Saved data entries
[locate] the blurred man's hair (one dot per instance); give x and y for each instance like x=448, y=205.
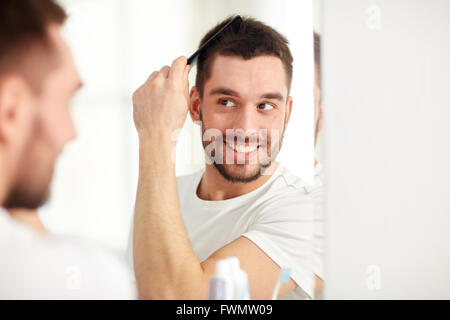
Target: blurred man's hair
x=23, y=33
x=250, y=39
x=317, y=56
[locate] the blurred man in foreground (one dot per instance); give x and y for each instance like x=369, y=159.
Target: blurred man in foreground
x=37, y=81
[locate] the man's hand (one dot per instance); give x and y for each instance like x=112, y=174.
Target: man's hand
x=161, y=103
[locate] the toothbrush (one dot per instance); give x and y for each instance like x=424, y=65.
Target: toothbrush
x=283, y=277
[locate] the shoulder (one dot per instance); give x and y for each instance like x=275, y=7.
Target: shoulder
x=287, y=196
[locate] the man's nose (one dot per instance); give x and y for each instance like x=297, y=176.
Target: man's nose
x=246, y=119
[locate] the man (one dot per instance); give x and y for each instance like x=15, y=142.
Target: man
x=319, y=180
x=37, y=81
x=244, y=203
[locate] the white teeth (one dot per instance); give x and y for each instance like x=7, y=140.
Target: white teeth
x=243, y=149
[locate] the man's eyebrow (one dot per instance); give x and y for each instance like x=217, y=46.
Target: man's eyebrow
x=230, y=92
x=224, y=91
x=273, y=96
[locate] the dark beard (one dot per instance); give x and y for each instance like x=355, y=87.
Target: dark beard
x=234, y=179
x=26, y=199
x=239, y=178
x=23, y=193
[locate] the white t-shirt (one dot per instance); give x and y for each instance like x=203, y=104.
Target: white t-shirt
x=277, y=217
x=319, y=220
x=44, y=266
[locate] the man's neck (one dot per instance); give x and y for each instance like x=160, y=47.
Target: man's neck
x=213, y=186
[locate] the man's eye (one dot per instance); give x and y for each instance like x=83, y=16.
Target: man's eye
x=227, y=103
x=265, y=106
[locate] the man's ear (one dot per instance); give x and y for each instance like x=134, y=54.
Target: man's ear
x=288, y=111
x=194, y=105
x=14, y=112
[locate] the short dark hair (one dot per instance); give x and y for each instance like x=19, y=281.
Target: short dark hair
x=250, y=39
x=23, y=28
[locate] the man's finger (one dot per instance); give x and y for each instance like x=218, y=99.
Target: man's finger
x=152, y=75
x=165, y=71
x=177, y=69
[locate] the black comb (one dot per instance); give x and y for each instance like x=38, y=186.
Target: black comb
x=235, y=20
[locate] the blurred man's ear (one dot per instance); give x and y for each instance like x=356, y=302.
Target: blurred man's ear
x=15, y=100
x=194, y=105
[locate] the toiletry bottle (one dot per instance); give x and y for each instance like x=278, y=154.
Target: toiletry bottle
x=221, y=283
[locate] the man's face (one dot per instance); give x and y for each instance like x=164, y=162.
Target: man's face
x=51, y=128
x=244, y=111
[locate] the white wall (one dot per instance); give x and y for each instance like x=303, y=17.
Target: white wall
x=116, y=45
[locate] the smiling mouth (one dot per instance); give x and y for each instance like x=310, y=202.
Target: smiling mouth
x=242, y=148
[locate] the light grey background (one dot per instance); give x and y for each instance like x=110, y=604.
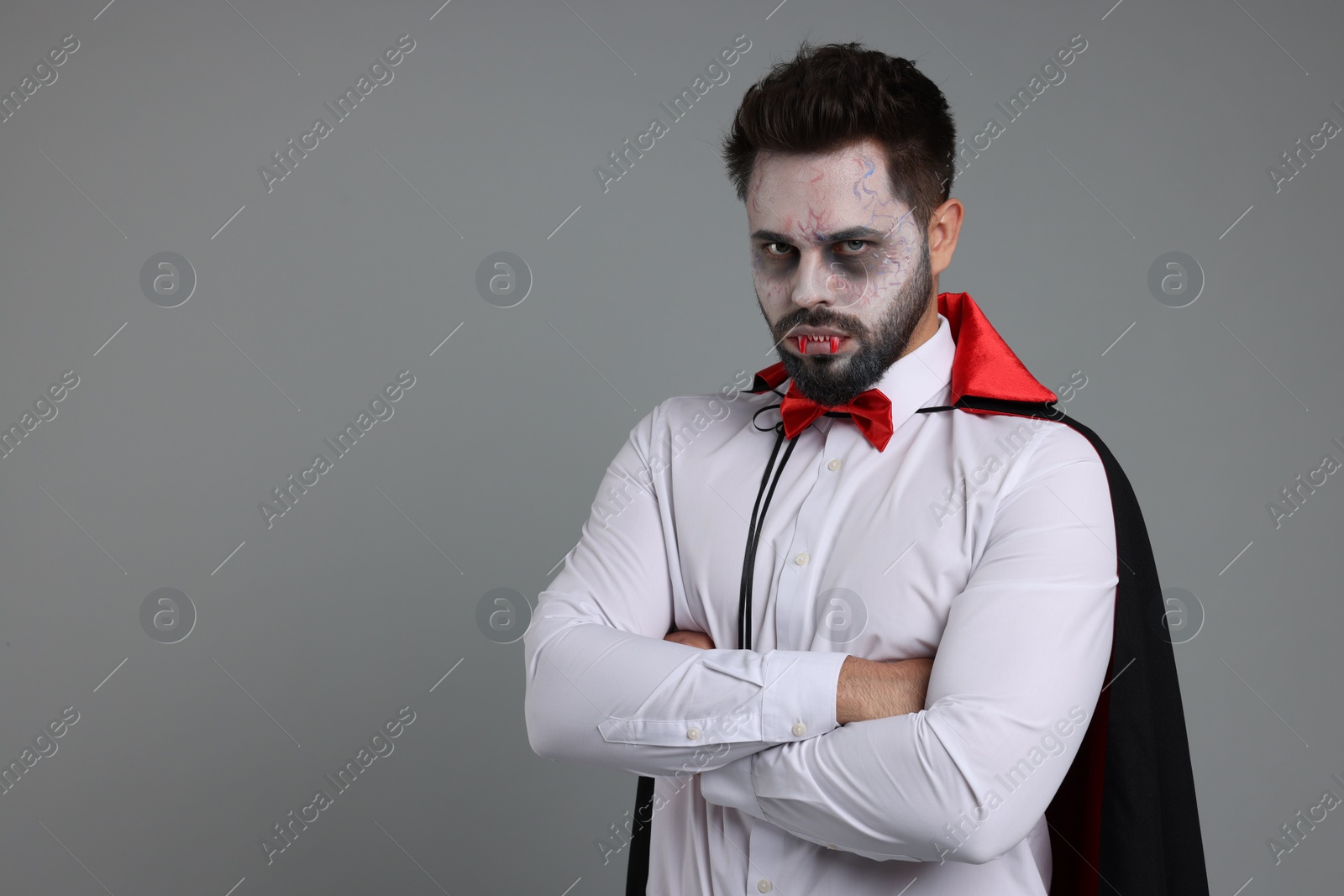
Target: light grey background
x=360, y=262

§ Exercise prompt: Copy the final stretch of lines, starting at the one that holds "[locate] the man's finger" and ending at the last line of the data, exactly; omit pictures.

§ Result for this exercise:
[locate] the man's finger (one dot per instance); give x and y for each instance like x=218, y=99.
Target: man's finger
x=152, y=75
x=165, y=71
x=177, y=69
[locate] the black comb (one dot per instance); give x and y for each instance like x=38, y=186.
Target: black comb
x=235, y=20
[locate] the blurred man's ear (one dot per instance); give x and y for each instance like x=356, y=302.
Target: blurred man's ear
x=15, y=100
x=194, y=105
[locate] the toiletry bottle (one dot per instance); give x and y for each instance like x=278, y=154.
Target: toiletry bottle
x=221, y=283
[locate] the man's face (one dot per instance); give x and y for each instance like x=164, y=162.
Target: man's face
x=51, y=128
x=244, y=111
[locate] the white wall (one dot per instance); give x and y for each instance like x=303, y=17.
Target: white wall
x=116, y=45
[locate] the smiling mouth (one dot per instance); give x and y for each instance like x=310, y=202.
Target: smiling mouth
x=242, y=148
[locate] the light grey background (one dot per instance); give x and y for each instance like x=110, y=604.
Target: light grey background
x=360, y=262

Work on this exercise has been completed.